### QUELLDOKUMENT
_ _ _ _ _ _ _

Islam - Schrecken des Abendlands?

(hpd) Der Politikwissenschaftler Werner Ruf beschreibt in „Der Islam – Schrecken des Abendlands. Wie sich der Westen sein Feindbild konstruiert“ das Aufkommen neuer Aversionen und Vorurteile gegen den Islam und die Muslime. Dabei kritisiert er durchaus zutreffend einige bedenkliche Entwicklungen, ignoriert aber die realen Gefahren und Probleme.

Spätestens nach den Anschlägen vom 11. September 2001 nahmen Emotionalität und Stellenwert der öffentlichen Debatte um Islam und Muslime zu. Auch einschlägige Ressentiments und Vorurteile stiegen nach den Ergebnissen der empirischen Sozialforschung an. Lässt sich daher von einem neuen Feindbild sprechen, welches in den westlichen Ländern das alte Feindbild Kommunismus und Sowjetunion abgelöst hat? Diese Frage bejaht Werner Ruf, der an der Universität Kassel als Professor für Internationale Beziehungen lehrte. Sein Buch „Der Islam – Schrecken des Abendlands. Wie sich der Westen sein Feindbild konstruiert“ sieht in den gemeinten Einstellungen und Stereotypen eine Ersetzung und Fortsetzung früherer Konstruktionen kollektiver Identität, die mit Antisemitismus und Rassismus verbunden waren. Heute artikulierten sie sich bezogen auf Differenzen und Konflikte auf der Ebene von Kultur und Religion. Mit Ressentiments und Stereotypen ginge es aber weiterhin darum, Gesellschaften und Menschen ein- und auszugrenzen.

Diese Auffassung bildet den Ausgangspunkt von Rufs Betrachtungen, die sich in zwölf Kapiteln meist an aktuellen Entwicklungen der letzten Jahre orientieren und dabei entlang der erwähnten Grundposition einschlägige Kommentare formulieren: Es geht dabei um den „Krieg gegen den Terror“ als „gegenzivilisatorisches Projekt“ und die Sichtweise „des Islam“ als homogenem Block. Die Konflikte im Mittleren und Nahen Osten werden für die westliche Seite mit dem Interesse an Rohstoffen in Verbindung gemacht. Die NATO hat für Ruf mit dem Islam ein neues Feindbild für die untergegangene Sowjetunion gefunden. Heftig kritisiert er auch die Rede vom “christlich-jüdischen Erbe“ des Abendlandes, die angesichts des jahrhundertlangen Antisemitismus eine Mär sei. Besonders kritische Aufmerksamkeit finden darüber hinaus noch die Akteure einer „Islamhetze“, wozu er Henryk M. Broder und Thilos Sarrazin ebenso zählt wie die „Antideutschen“ und islamfeindliche Websites zählt. Und schließlich geht es noch um die neue „Freundschaft“ der extremen Rechten zu Israel.

_ _ _ _ _ _ _

### GESPEICHERTE ZEILEN
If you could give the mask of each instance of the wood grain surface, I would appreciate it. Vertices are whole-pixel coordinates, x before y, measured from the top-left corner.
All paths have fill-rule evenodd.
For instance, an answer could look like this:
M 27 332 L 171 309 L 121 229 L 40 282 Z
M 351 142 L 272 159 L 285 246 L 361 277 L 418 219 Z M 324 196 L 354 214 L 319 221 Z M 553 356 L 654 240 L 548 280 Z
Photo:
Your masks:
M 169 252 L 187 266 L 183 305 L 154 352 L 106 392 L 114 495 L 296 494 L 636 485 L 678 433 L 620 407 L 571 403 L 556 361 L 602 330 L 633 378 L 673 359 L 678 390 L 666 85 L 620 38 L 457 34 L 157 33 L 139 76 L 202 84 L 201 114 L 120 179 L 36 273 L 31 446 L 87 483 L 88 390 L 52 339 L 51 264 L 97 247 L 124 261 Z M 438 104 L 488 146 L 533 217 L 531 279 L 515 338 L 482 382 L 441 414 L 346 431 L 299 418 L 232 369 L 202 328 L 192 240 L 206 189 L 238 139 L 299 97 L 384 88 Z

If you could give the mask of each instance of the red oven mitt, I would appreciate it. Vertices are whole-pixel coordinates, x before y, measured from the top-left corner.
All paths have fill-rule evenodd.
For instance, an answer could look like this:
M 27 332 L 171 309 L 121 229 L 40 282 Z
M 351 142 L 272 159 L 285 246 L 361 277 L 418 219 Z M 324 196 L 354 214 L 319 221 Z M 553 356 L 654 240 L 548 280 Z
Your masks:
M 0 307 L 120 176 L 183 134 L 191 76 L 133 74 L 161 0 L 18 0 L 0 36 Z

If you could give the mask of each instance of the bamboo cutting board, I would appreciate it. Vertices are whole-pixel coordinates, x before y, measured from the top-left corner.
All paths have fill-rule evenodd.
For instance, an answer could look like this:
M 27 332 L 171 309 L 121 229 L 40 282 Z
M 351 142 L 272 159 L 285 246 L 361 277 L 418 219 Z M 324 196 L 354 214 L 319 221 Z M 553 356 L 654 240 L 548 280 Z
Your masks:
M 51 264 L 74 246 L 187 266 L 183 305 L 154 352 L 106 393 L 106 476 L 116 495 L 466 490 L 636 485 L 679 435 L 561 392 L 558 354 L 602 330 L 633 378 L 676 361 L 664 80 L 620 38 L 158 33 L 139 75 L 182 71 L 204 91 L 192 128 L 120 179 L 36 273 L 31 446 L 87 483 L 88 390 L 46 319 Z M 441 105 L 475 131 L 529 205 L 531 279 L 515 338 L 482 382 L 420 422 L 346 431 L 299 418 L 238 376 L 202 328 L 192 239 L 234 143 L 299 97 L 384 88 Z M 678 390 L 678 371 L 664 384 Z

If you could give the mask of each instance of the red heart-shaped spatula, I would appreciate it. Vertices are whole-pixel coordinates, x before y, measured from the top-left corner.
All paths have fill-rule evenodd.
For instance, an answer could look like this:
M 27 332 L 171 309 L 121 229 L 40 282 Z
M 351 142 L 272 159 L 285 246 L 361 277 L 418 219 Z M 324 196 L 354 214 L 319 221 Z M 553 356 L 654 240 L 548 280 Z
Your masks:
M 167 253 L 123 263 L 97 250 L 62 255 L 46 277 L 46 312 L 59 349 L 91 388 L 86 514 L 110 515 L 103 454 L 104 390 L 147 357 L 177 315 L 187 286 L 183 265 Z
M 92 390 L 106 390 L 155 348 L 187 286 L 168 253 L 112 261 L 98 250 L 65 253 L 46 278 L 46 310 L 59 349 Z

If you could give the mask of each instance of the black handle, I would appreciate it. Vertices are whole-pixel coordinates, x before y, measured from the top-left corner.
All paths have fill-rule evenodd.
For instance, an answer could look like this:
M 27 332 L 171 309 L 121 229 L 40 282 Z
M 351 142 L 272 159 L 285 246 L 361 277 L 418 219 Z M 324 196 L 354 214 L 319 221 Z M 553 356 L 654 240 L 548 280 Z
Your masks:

_ _ _ _ _ _ _

### PFLICHTAUFGABE
Führe die Besprechung von Werner Rufs Buch über das Feindbild Islam im Anschluss an ihren letzten Satz weiter. Die Zeilen stammen aus einer anderen Quelle.

### SCHRIFTLICHE ANTWORT
Bilanzierend heißt es bei Ruf: „’Der Islam’ wird, um die Menschen, die Muslime, nicht nennen zu müssen zum globalen Feindbild erhoben. Dieses transnationale Feindbild ist auf europäischer Ebene Nährboden für die Entwicklung einer rechtslastigen und rassistischen politischen Bewegung, die Demokratie und Rechtsstaat unter dem Vorwand bekämpft, gerade diese Errungenschaften vor ‚dem Islam’ schützen zu wollen“ (S. 8). Der beschworene Kampf gegen die „Islamisierung“ stehe letztendlich auch für ein anderes Gesellschaftsmodell, das eben nicht mehr von den Idealen der Multikulturalität und Toleranz geprägt sei. Und weiter heißt es: „Eine Abschottung des ‚Westens’ vom ‚Rest’, verbunden mit der Negation der Gültigkeit der zivilisatorischen Werte für ‚die Anderen’, ist objektiv obsolet geworden. Das Beschwören ewig-gestriger Kategorien, sei es ‚Nation’ oder ‚Kultur’ im Zeitalter der Globalisierung ist und bleibt nicht nur reaktionär, es ist kontraproduktiv für eine Welt, die trotz aller Anstrengungen der Verfechter einer ‚Leitkultur’ zusammenwächst“ (S. 129).

Ruf bringt in seinem Buch einige gute Analysen, wozu auch die Einschätzung zur plötzlichen Israelfreundlichkeit von europäischen Rechtspopulisten gehört. Doch insgesamt verstört die Darstellung durch ihre Einseitigkeit in Beschreibung und Kommentierung: In der Tat gibt es pauschale Negativ-Einstellungen gegen den Islam und die Muslime; in der Tat spielen Feindbildkonstruktionen und Identitätsbedürfnisse eine wichtige Rolle; in der Tat ist die Rede vom „christlich-jüdischen Abendland“ ideen- wie realgeschichtlich unangemessen. Ruf problematisiert und thematisiert aber nicht, dass es sehr wohl auch gesellschaftliche Probleme gibt, welche mit den Begriffen „Islam“ und „Muslime“ inhaltlich verbunden sind. Sicherlich wurde und wird der „Krieg gegen den Terror“ politisch für ganz andere Zwecke instrumentalisiert. Doch gibt es sehr wohl die Gefahr des islamistischen Terrorismus. Eine aufklärerische Sicht diese Entwicklungen muss eine differenzierte Betrachtung vornehmen. Eine Ignoranz gegenüber den tatsächlichen Problemen bringt demgegenüber nicht weiter.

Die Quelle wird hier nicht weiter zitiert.